But this week produced a really big surprise. I started looking seriously at the life of John Campbell, the second son of Archibald Campbell. Archibald is my seven times great-grandfather. At the time of the Revolution, the Campbell's were living in Bedford County, Virginia.
Archibald Campbell was a member of the Continental Army and provided beef for the soldiers during the Revolutionary War. He was granted a 300 acre land grant from Governor Thomas Jefferson afterwards. However, Archie wasn't the only one in his family to contribute services in the Revolution, two of Archibald's sons enlisted and fought for the freedom of this country as well.
Archibald's son James, my six times Great-Grandfather, enlisted in the 10th Virginia Regiment as a private in Captain Clough Shelton's Co. of Foot December 2, 1776. He served three years, his time expired at Morristown, New Jersey in 1779. James was at Valley Forge, Pennsylvania in May 1778 along with General Washington. But this is not the only time one of my family members was in the same company as our founding Father.
My six times Great-Uncle John Campbell (James' brother) signed up for three tours. He volunteered in June 1778, served three months as a private in Captain Robert Adams Company, Colonel Charles Lynche's regiment, and Lt. McReynolds guarding the lead mines in Virginia for three months at Fort Chiswell.

§ **Data provided**:
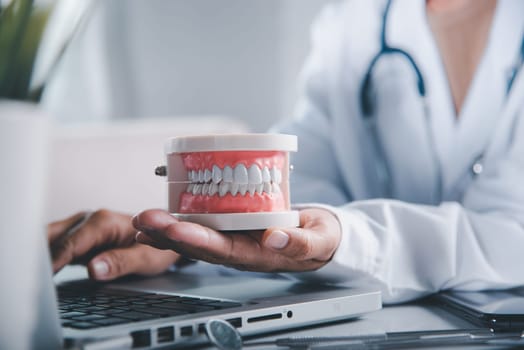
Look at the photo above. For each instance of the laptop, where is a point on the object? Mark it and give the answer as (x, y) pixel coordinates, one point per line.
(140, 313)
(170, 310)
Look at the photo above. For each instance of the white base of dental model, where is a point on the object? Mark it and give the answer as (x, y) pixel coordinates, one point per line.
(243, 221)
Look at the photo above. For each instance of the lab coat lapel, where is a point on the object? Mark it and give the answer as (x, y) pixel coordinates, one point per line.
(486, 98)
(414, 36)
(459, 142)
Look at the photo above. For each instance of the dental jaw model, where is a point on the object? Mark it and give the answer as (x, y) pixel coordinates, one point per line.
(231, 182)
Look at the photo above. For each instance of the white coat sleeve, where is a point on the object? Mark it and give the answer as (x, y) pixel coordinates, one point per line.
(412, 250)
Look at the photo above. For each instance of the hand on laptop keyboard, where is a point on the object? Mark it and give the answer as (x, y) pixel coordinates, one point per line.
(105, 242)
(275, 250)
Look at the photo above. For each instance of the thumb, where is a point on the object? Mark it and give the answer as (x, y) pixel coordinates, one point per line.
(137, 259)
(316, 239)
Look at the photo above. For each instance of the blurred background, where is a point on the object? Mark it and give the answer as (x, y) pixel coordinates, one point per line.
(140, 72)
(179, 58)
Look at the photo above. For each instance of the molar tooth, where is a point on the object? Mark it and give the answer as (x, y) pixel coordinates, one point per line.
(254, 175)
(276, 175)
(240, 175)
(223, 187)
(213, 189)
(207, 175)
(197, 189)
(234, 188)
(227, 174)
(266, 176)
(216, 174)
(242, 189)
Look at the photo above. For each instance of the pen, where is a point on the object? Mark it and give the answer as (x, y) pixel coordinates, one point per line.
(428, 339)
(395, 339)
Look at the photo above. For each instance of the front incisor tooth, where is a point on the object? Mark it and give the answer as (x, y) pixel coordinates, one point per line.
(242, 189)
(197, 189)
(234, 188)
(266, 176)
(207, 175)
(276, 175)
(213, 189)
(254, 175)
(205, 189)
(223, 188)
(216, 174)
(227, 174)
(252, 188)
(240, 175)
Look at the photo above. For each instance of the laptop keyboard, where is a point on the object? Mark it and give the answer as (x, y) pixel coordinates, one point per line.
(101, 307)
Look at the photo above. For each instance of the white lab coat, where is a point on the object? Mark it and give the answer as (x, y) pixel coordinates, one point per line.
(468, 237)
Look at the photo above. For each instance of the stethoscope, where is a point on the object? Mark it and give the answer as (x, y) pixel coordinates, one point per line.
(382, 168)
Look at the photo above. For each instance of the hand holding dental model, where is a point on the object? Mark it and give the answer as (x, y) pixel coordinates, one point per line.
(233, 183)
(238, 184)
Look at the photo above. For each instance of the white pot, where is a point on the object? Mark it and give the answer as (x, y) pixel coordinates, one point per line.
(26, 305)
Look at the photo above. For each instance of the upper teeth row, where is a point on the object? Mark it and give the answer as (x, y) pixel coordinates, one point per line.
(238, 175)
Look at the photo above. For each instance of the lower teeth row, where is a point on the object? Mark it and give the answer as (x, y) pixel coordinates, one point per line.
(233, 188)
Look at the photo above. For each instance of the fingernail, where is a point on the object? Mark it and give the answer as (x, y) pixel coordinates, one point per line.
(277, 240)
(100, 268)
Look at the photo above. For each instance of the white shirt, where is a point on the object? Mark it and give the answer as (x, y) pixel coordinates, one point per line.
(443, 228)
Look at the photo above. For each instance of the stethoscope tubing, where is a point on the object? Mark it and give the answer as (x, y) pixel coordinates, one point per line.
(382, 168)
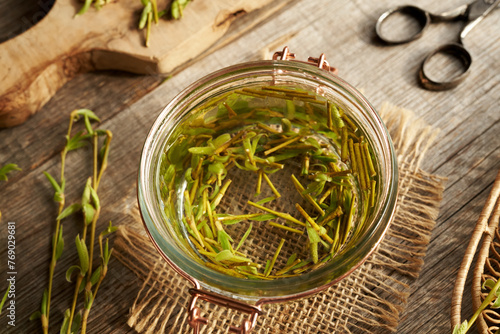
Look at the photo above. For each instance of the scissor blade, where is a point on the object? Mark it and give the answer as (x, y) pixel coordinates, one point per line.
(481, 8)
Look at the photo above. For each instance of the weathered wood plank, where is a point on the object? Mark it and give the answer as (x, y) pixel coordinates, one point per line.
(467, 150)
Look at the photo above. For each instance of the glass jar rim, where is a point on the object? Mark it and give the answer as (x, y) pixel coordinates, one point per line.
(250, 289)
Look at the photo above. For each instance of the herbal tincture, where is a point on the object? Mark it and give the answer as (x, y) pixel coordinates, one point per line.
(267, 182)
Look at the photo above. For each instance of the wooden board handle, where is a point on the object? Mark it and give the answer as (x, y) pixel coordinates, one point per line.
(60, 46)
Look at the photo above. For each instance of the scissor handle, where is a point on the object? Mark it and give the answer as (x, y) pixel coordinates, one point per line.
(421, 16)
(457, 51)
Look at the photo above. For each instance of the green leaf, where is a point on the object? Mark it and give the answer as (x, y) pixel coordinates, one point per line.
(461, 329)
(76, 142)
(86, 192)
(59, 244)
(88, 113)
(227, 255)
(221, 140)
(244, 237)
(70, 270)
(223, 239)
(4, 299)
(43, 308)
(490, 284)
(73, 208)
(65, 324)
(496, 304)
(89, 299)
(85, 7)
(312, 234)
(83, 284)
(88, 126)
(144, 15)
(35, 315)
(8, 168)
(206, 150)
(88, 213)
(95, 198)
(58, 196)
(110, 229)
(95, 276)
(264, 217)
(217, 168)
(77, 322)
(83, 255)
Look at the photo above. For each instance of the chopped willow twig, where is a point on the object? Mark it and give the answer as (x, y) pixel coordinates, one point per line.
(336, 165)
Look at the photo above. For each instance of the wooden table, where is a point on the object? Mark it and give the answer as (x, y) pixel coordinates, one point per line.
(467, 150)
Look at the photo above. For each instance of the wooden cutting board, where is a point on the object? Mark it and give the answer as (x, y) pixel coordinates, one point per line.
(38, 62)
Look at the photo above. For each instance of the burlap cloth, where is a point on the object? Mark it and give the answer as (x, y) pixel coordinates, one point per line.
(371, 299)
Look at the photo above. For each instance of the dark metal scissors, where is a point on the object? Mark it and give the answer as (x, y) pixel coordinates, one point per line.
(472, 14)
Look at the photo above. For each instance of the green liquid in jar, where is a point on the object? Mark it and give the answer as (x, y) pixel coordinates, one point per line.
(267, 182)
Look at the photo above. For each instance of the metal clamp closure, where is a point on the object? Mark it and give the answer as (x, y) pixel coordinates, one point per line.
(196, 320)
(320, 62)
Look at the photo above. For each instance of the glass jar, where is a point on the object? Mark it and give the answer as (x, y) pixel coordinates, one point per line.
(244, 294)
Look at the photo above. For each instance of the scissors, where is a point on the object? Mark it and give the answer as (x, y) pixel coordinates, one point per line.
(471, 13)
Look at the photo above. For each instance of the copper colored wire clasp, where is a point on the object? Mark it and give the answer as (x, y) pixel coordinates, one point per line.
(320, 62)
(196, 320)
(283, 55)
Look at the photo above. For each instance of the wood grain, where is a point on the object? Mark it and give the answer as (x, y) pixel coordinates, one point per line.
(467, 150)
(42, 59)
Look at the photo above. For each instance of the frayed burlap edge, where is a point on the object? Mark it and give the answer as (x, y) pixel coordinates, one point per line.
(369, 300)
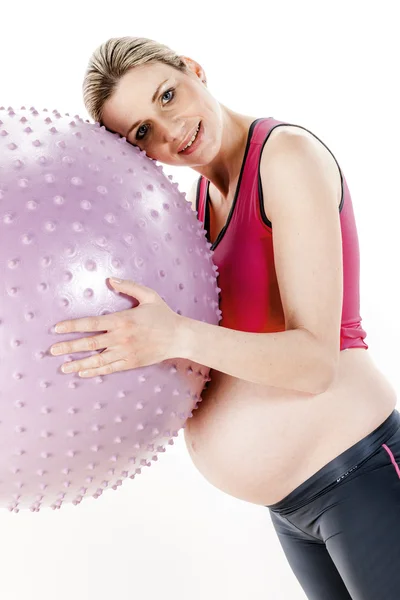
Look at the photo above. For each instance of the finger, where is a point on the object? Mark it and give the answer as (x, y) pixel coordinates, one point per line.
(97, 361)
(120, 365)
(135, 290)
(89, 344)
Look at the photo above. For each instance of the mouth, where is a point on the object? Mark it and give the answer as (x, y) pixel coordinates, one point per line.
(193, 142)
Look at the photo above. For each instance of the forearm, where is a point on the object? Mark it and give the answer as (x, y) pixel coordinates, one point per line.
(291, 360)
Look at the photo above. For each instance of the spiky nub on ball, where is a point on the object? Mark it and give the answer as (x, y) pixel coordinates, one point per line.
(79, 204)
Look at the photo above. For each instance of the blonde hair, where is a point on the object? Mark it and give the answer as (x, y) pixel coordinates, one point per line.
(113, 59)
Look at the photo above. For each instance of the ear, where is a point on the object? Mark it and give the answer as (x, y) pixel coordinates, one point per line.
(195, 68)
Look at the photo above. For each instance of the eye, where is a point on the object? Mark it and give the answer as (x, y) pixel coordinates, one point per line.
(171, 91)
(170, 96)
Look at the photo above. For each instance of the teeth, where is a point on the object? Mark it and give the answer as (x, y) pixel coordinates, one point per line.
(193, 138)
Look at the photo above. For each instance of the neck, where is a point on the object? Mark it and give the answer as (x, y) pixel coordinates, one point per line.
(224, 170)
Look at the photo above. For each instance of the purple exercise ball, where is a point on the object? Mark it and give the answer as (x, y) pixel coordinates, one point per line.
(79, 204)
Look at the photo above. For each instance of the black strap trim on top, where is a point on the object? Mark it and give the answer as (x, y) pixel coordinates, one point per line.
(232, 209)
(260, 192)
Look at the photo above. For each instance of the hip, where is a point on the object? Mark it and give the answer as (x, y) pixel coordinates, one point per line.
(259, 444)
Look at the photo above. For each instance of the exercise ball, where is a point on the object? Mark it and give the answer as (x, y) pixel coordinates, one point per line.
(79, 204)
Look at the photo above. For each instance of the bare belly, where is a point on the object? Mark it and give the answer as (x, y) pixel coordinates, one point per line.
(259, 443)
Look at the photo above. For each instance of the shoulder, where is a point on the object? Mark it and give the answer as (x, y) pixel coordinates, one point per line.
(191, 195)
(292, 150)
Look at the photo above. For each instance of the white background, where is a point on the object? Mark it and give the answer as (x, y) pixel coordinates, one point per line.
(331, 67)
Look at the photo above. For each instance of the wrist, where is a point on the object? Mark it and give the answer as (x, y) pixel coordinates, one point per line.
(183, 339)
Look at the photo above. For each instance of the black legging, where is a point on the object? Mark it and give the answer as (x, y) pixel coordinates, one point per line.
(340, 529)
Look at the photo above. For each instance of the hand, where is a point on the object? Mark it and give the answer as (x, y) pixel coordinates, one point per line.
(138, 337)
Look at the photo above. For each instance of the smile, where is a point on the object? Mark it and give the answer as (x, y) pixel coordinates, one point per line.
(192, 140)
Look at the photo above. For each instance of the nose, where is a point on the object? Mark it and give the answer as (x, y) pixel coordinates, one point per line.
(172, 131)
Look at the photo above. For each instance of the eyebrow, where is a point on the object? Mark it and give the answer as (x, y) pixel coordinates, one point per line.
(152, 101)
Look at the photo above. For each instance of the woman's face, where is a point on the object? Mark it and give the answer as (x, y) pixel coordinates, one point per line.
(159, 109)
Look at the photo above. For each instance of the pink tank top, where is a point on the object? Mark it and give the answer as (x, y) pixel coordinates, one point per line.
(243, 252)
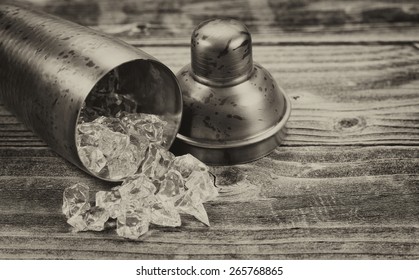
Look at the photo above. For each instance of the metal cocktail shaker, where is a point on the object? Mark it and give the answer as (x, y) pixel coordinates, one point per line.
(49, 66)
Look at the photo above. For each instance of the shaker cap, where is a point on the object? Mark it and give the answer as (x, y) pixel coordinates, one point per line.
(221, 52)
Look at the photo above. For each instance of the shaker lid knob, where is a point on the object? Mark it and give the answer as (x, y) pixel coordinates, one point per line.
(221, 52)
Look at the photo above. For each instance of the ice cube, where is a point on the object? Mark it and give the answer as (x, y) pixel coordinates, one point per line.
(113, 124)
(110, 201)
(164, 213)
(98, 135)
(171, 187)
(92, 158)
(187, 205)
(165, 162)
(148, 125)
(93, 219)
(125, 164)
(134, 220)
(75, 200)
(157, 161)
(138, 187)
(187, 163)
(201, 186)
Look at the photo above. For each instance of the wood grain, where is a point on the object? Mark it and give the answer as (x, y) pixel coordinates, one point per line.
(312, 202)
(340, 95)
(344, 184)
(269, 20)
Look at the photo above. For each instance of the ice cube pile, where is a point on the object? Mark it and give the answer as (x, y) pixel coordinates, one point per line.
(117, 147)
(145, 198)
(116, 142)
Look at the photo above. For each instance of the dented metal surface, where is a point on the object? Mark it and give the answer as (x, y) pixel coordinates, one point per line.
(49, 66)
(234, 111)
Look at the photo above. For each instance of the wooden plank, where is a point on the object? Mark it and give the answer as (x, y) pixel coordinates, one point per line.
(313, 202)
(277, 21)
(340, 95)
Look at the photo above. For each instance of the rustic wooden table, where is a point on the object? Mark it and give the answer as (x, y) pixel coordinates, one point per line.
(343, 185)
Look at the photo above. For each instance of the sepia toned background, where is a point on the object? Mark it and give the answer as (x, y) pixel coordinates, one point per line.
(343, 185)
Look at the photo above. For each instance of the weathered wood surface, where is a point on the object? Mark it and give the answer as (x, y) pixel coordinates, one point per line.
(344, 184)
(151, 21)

§ **The problem**:
Write what comes next in the family history about the Campbells in the Revolution, picking up right after its last sentence.

§ **Result for this task**:
He volunteered in February 1781 and served as a private in Captain James Dickson's Company. They marched directly to North Carolina and was attached to Colonel Otho Holland William's Virginia Regiment of Regular Infantry and had a severe action with the British at Whitesell's Mills on a branch of Haw River (March 1781). Shortly after this action he was attached to Colonel Lynche's regiment and marched to Guilford Court House North Carolina and fought in the Battle of Guilford. According to the transcription of John's pension record he thought that the division of the army to which he belonged General Robert Lawson was the commander. They marched to a place called Troublesome Fire Works, North Carolina and was discharged for six weeks.
In August 1781, John was drafted for a three month tour and entered service under Captain David Beard's Company, Colonel William Trigg's regiment and marched directly to Yorktown, Virginia where they joined the main army under General George Washington and remained there in service until the surrender of the British Army under Cornwallis (Oct 19, 1781). Shortly after the surrender, John, was discharged after serving only two months on that tour.
After I read the account of the military service of John Campbell, I decided that I needed to visit his grave and soon. I discovered that John is buried in State Line Cemetery, Preble County, Ohio.
|John Campbell, second son of Archibald Campbell|
I packed up my car and headed down south to see the grave of a relative that I have only read about. The Hamilton soundtrack kept the adrenaline flowing as I sped down the highway.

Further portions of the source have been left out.